Rationale for Requirement R1: Each Remedial Action Scheme (RAS) is unique and its action(s)
can have a significant impact on the reliability and integrity of the Bulk Electric System (BES).
Therefore, a review of a proposed new RAS or an existing RAS proposed for functional
modification or retirement; i.e., removal from service must be completed prior to
implementation or retirement.
Functional modifications consist of any of the following:
•

Changes to System conditions or Contingencies monitored by the RAS

•

Changes to the actions the RAS is designed to initiate

•

Changes to RAS hardware beyond in-kind replacement; i.e., match the original
functionality of existing components

•

Changes to RAS logic beyond correcting existing errors

•

Changes to redundancy levels; i.e., addition or removal

To facilitate a review that promotes reliability, the RAS-entity must provide the reviewer with
sufficient details of the RAS design, function, and operation. This data and supporting
documentation are identified in Attachment 1 of this standard, and Requirement R1 mandates
that the RAS-entity provide them to the reviewing Reliability Coordinator (RC). The RC
(reviewing RC) that coordinates the area where the RAS is located is responsible for the review.

Collection entries
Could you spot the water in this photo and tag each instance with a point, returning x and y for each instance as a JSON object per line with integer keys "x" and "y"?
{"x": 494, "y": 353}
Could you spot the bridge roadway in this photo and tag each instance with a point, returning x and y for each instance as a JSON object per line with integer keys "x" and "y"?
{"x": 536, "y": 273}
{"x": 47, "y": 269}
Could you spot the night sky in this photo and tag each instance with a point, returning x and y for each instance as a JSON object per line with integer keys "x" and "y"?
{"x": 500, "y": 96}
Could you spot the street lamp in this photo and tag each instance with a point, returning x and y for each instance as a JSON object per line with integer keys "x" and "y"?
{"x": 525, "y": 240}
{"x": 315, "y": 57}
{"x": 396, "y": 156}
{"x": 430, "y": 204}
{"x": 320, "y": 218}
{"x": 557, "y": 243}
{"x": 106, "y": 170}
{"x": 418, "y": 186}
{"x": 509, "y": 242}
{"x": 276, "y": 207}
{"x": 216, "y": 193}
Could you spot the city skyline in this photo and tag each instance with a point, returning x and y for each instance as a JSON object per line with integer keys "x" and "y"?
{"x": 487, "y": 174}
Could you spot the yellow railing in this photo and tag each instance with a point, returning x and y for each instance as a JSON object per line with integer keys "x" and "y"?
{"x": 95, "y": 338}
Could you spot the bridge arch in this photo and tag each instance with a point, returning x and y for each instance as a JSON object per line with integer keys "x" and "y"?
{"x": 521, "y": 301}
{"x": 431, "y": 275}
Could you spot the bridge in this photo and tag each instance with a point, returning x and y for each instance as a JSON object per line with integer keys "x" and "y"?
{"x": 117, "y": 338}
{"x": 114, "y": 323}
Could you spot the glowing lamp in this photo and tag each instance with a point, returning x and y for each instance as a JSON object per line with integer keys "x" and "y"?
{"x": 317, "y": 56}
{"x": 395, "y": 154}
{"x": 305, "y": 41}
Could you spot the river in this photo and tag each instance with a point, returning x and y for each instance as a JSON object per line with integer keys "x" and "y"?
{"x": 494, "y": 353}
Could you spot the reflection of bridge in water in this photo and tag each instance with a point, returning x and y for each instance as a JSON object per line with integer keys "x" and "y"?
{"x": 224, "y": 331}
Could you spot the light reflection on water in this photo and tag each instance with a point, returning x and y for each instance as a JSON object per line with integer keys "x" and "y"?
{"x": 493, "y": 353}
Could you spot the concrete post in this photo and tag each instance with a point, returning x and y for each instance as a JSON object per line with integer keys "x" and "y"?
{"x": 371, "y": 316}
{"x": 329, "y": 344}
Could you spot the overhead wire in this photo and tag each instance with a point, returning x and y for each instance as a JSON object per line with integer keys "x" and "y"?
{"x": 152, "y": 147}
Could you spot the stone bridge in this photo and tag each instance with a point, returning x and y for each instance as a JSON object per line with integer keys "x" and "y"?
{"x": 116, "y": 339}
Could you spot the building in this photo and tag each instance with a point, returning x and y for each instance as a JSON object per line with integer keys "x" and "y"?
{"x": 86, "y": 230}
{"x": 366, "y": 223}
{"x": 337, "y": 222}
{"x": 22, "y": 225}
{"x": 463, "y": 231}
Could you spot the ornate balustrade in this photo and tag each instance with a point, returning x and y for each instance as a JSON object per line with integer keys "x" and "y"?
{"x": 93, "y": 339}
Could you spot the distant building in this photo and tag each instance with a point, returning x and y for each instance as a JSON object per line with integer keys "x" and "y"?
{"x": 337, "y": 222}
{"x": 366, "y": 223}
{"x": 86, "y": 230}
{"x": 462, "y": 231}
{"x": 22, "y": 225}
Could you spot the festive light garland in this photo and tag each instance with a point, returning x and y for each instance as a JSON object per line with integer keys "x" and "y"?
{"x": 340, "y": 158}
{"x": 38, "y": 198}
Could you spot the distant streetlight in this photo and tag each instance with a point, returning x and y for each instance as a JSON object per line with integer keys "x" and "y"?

* [JOB 1]: Can you copy the Remedial Action Scheme rationale word for word, between "Rationale for Requirement" and "Electric System (BES).", inclusive?
* [JOB 2]: Could you continue the Remedial Action Scheme rationale from where it stops?

* [WRITTEN RESPONSE 1]:
Rationale for Requirement R1: Each Remedial Action Scheme (RAS) is unique and its action(s)
can have a significant impact on the reliability and integrity of the Bulk Electric System (BES).

* [WRITTEN RESPONSE 2]:
Ideally, when there is more than one RAS-entity for a RAS, the RAS-entities would collaborate
and submit a single, coordinated Attachment 1 to the reviewing RC. In cases where a RAS
crosses RC Area boundaries, each affected RC is responsible for conducting either individual
reviews or participating in a coordinated review.
Rationale for Requirement R2: The RC is the functional entity best suited to perform the RAS
review because it has the widest area operational and reliability perspective of all functional
entities and an awareness of reliability issues in any neighboring RC Area. This Wide Area
purview facilitates the evaluation of interactions among separate RAS as well as interactions
among RAS and other protection and control systems. Review by the RC also minimizes the
possibility of a conflict of interest that could exist because of business relationships among the
RAS-entity, Planning Coordinator (PC), Transmission Planner (TP), or other entities that are
likely to be involved in the planning or implementation of a RAS. The RC is not expected to
possess more information or ability than anticipated by their functional registration as
designated by NERC. The RC may request assistance to perform RAS reviews from other parties
such as the PC or regional technical groups; however, the RC will retain the responsibility for
compliance with this requirement.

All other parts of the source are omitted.